- [Set task]:
Emit only the lines from the line containing "If you could drop a marker on the flag" through the last line of the entries, unchanged.

━━━━━━

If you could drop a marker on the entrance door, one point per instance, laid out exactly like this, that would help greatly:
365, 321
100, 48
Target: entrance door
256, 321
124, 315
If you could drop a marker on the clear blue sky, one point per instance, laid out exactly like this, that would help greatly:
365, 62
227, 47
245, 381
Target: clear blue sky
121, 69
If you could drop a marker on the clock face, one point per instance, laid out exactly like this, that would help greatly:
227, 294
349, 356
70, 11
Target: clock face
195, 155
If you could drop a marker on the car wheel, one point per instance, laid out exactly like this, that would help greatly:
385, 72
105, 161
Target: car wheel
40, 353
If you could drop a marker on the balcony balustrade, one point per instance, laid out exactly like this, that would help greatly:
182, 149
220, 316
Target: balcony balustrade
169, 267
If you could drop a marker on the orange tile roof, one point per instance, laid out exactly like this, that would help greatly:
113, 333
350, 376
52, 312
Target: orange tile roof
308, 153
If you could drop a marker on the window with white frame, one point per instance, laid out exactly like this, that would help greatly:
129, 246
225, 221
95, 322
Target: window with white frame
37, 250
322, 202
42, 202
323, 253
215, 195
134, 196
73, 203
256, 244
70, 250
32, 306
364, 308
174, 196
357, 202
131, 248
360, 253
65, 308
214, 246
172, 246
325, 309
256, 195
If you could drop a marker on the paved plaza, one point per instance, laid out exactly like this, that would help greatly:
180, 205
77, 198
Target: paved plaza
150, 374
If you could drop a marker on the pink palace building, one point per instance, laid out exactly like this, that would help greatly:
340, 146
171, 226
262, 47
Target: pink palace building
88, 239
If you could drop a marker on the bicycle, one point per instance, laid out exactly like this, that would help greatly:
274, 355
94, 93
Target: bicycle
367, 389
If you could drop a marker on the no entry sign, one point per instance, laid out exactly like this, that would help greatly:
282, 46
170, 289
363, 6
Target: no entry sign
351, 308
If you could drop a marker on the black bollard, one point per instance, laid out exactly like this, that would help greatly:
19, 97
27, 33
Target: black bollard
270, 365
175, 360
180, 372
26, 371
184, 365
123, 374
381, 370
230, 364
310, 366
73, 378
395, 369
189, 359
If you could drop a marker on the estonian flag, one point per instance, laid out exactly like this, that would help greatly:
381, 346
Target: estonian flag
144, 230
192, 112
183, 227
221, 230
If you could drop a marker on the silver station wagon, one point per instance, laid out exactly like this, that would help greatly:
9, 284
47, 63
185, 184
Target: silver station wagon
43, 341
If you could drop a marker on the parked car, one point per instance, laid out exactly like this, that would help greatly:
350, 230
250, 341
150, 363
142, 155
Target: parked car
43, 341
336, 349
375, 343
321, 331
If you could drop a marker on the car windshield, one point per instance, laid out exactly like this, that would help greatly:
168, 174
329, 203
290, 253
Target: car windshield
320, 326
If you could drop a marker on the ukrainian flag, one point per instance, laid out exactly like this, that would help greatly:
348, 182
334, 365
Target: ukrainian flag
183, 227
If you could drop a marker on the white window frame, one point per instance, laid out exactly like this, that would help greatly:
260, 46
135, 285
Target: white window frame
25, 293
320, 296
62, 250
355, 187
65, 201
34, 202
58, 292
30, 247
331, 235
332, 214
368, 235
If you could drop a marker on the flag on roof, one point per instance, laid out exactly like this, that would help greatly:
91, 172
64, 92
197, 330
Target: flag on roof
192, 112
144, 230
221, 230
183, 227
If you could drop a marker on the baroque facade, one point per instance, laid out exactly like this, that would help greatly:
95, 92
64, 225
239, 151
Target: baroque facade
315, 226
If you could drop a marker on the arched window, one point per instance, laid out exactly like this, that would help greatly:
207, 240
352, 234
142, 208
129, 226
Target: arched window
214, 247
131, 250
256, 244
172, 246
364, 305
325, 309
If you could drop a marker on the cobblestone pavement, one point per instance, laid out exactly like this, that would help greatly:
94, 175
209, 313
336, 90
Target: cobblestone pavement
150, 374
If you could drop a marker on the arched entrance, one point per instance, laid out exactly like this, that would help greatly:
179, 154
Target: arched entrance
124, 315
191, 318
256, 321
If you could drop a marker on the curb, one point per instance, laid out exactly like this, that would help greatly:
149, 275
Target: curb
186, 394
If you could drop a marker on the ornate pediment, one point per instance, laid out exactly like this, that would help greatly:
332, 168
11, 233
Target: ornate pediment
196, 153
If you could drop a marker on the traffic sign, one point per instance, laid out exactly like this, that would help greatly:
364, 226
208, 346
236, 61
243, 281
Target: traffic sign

━━━━━━

- [Answer to the problem]:
If you could drop a marker on the flag on roof, one point per instance, laid out exactly like this, that would help greatly:
91, 172
64, 92
197, 330
Target: flag on roof
192, 112
144, 230
221, 230
183, 227
If you could drop a marker on the baroque facade, one point per instance, laid out exactly like this, that would help greatly:
95, 92
64, 225
239, 151
Target: baroque facade
315, 226
If you could drop a marker on the arched window, one point per instance, laid out exactly like this, that would help greatly:
207, 240
352, 234
142, 208
129, 226
Target: arched window
214, 247
131, 250
256, 244
172, 246
364, 305
325, 309
If you could drop a marker on the cobblestone pavement, one point per instance, laid out exactly like this, that would help greatly:
94, 175
209, 313
336, 90
Target: cobblestone pavement
150, 374
If you could drop a marker on the arched entrance, one point per instance, laid out exactly like this, that would help greatly:
179, 154
Target: arched entrance
124, 315
191, 318
256, 321
If you could drop a marker on the curb, one point per instance, laid out exactly like this, that would help greatly:
149, 275
Target: curb
186, 394
If you could drop a marker on the ornate pediment, one point per instance, laid out exactly like this, that would help greatly:
332, 168
11, 233
Target: ornate pediment
196, 153
If you could drop a marker on the traffic sign, one point per instance, laid out exactly like this, that would help greatly:
364, 226
208, 346
236, 61
243, 281
Target: traffic sign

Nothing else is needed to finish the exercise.